Reproduce the passage from the partial discharge thesis excerpt below word for word, starting at "The PD issues" and ending at "of detection methods.".

SOURCE TEXT:
★ ★ ★ ★
The thesis is classified into 5 chapters, the outline of the thesis can composed as follow;

Chapter 2 summarizes literature review of PD measurement device. The PD detection methods and disadvantages are described. The definition, design and working principle are discussed.

5

Chapter 3 describes the methodology used to conduct the project. This chapter explains the project flow and the test method to determine PD. This chapter describes how the RC is constructed and how the amplifier circuit is designed.

Chapter 4 presents the actual PD signal and RC measurement signals for different PD magnitude. Analysis is made in this chapter to find out the linearity and sensitivity of this detection sensor. A brief discussion is made on the RC measurements.

Chapter 5 concludes the thesis work and the recommendation for future work addressed.

6

CHAPTER 2

LITERATURE REVIEW

2.1 Introduction

This chapter review on the PD detection methods. The review includes the definition, the geometrical parameters and electrical equivalent circuit of RC. This chapter ends with the summary literature review.

2.2 Partial Discharge

The failures caused due to electrical insulation are one of the reasons of unexpected disruption in power systems and associated electrical machines and power cables. In general, the power generation, transmission and distribution are stated to be the most expensive electrical assets in high voltage power systems, which are subjected to numerous electrical, thermal, environmental and mechanical stresses [8].

The PD issues are a common cause leading to power system failure. PD can be stated as an electrical discharge or pulse generated in a dielectric solid surface or liquid insulation system. PD occurs when insulation containing defects or voids is subject to high voltages. If left untreated PD can degrade insulation until insulation failure occurs.

7 2.3 Partial Discharge Detection

PD detection system is a system that can detect and display PD signals for better reliability. This system can work in many ways with various types of detection methods.

The PD emitted energy as electromagnetic emission, acoustic emission and ozone and nitrous oxide gases. PD signals can be detected by using these emitted energies [9].

The first stage is the pre-breakdown operation, starting with slow damage of the insulation followed by further insulation degradation with time. Second one is a post- breakdown condition when the complete failure of the insulation occurs, and the component is damaged beyond recovery. If an upcoming fault can be detected during the pre-breakdown operation, the faulty component could be repaired in advance, which would lead to significantly shorter power outage duration due to the faulty component.

Currently, there are two types of measurement techniques carried out to test if there are any faults along the CC line. They are on-line and off-line measurements. With the on-line measurement, the power line continues working as normal and no disruption of service is required. The methods currently available are using very high frequency (VHF) antennas, infrared sensors, acoustic, radiometric, capacitive coupling and Rogowski coil [10].
★ ★ ★ ★
EXTRACTED MATERIAL:

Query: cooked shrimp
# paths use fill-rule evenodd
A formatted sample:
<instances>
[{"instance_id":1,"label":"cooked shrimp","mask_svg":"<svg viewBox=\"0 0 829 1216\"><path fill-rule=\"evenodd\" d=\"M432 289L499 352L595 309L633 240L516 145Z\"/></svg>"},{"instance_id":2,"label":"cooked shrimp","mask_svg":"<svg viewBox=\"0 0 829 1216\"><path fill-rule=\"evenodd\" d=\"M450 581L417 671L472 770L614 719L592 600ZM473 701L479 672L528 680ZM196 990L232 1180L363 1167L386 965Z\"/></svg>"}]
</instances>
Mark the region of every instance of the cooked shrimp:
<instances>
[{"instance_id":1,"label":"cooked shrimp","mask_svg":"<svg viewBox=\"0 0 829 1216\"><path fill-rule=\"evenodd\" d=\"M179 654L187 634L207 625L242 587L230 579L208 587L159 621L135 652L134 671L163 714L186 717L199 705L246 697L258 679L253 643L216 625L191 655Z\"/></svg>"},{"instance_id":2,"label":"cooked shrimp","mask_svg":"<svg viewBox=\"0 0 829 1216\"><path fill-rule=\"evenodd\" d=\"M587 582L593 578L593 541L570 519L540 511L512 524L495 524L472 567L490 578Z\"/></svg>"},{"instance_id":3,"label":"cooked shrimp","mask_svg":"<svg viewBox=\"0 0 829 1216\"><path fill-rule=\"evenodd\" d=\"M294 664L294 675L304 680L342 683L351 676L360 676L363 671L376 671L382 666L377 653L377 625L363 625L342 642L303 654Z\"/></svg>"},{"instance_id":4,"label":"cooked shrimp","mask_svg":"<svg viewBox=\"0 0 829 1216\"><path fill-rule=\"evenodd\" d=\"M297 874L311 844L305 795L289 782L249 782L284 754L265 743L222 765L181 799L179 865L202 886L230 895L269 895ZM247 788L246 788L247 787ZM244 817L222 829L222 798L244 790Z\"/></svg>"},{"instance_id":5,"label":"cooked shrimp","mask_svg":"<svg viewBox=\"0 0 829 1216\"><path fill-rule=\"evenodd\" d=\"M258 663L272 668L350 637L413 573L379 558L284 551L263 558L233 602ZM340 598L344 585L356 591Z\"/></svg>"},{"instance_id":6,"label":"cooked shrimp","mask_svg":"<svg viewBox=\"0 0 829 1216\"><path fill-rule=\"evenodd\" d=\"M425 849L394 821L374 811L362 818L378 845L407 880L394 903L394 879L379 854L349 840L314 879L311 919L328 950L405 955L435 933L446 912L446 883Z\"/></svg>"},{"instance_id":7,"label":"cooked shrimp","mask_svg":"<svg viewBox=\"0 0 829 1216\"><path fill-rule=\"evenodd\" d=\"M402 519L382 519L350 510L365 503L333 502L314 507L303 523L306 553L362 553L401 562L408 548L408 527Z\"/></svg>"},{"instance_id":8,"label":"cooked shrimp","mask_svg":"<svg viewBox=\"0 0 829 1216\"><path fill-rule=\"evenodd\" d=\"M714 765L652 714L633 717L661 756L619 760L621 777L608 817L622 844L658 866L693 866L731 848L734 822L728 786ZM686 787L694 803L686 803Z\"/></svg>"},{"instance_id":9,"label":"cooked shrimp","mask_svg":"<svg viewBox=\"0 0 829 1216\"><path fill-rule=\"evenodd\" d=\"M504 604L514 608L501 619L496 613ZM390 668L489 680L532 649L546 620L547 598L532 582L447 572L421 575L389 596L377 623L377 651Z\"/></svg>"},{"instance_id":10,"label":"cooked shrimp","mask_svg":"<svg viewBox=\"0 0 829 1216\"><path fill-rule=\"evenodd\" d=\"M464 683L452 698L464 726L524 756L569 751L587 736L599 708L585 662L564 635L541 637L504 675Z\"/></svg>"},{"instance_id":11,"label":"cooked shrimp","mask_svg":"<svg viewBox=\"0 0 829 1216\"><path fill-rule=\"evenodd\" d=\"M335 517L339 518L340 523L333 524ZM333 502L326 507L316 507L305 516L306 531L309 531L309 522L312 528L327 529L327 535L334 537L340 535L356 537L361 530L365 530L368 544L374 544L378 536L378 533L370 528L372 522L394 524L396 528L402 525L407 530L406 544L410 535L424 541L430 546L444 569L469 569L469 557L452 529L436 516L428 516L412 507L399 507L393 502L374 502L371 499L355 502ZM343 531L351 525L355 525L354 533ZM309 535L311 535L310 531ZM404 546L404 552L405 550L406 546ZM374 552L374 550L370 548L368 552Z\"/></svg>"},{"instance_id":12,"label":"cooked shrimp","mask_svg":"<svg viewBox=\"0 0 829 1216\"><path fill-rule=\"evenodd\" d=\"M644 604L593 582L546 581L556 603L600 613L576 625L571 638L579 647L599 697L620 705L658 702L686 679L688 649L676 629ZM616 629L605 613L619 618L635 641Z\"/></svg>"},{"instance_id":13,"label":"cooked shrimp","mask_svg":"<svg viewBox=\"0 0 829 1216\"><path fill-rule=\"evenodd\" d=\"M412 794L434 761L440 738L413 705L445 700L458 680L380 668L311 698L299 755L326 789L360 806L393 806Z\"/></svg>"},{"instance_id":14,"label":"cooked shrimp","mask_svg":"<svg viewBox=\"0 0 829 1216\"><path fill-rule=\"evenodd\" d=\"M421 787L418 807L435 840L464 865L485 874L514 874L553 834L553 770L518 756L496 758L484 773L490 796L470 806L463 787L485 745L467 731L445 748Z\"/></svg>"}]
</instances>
★ ★ ★ ★
SOLUTION FOR THIS EXERCISE:
The PD issues are a common cause leading to power system failure. PD can be stated as an electrical discharge or pulse generated in a dielectric solid surface or liquid insulation system. PD occurs when insulation containing defects or voids is subject to high voltages. If left untreated PD can degrade insulation until insulation failure occurs.

7 2.3 Partial Discharge Detection

PD detection system is a system that can detect and display PD signals for better reliability. This system can work in many ways with various types of detection methods.